BRIEF: Return all entries verbatim; skip any pictures.

*** Begin section ***

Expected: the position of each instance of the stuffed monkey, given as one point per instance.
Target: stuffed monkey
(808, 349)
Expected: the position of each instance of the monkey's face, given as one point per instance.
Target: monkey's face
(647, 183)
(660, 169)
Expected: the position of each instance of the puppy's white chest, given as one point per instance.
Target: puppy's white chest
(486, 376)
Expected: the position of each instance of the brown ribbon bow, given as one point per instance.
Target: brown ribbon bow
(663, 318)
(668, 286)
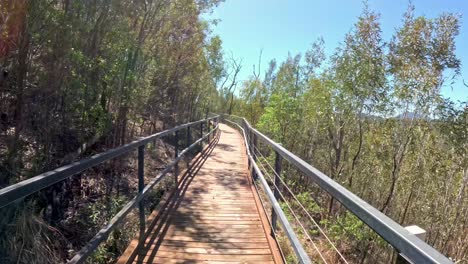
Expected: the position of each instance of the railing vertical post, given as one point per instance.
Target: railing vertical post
(141, 186)
(201, 129)
(189, 137)
(276, 192)
(253, 149)
(176, 155)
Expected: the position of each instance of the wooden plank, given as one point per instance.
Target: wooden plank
(214, 251)
(217, 218)
(213, 244)
(158, 260)
(225, 257)
(215, 234)
(218, 239)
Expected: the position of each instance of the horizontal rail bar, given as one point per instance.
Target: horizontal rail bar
(27, 187)
(412, 247)
(295, 243)
(102, 235)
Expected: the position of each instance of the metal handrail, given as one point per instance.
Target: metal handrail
(22, 189)
(413, 248)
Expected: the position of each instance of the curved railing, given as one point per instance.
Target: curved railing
(410, 247)
(19, 191)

*** End section ***

TASK RESULT:
Expected: the position of each instance of the stuffed monkey, given as one point per instance.
Target: stuffed monkey
(808, 349)
Expected: the position of each instance of the monkey's face, given as one point per instance.
Target: monkey's face
(647, 183)
(660, 169)
Expected: the position of each instance of the puppy's white chest, given as one point per instance.
Target: puppy's white chest
(486, 376)
Expected: the position of each instance of the brown ribbon bow, given as one point per instance.
Target: brown ribbon bow
(663, 318)
(668, 286)
Expected: the position of each instance of the railing vertical post, given as one point per instance.
Target: railing vertical post
(141, 186)
(201, 129)
(189, 137)
(276, 192)
(253, 149)
(176, 155)
Expected: the position of each instance of the wooden plank, given as one point per instance.
Target: wooden plank
(214, 251)
(217, 218)
(213, 244)
(158, 260)
(225, 257)
(215, 234)
(218, 239)
Expected: the position of each instance of the horizontal rail bar, given as one point per instance.
Target: horizontal rail bar
(27, 187)
(412, 247)
(295, 243)
(102, 235)
Expected: the position of each instance of the metal handrail, given as one point per instance.
Target: metal handrail
(22, 189)
(413, 248)
Expected: the position of each instance of the curved railing, given as one point per instance.
Target: curved railing
(410, 247)
(19, 191)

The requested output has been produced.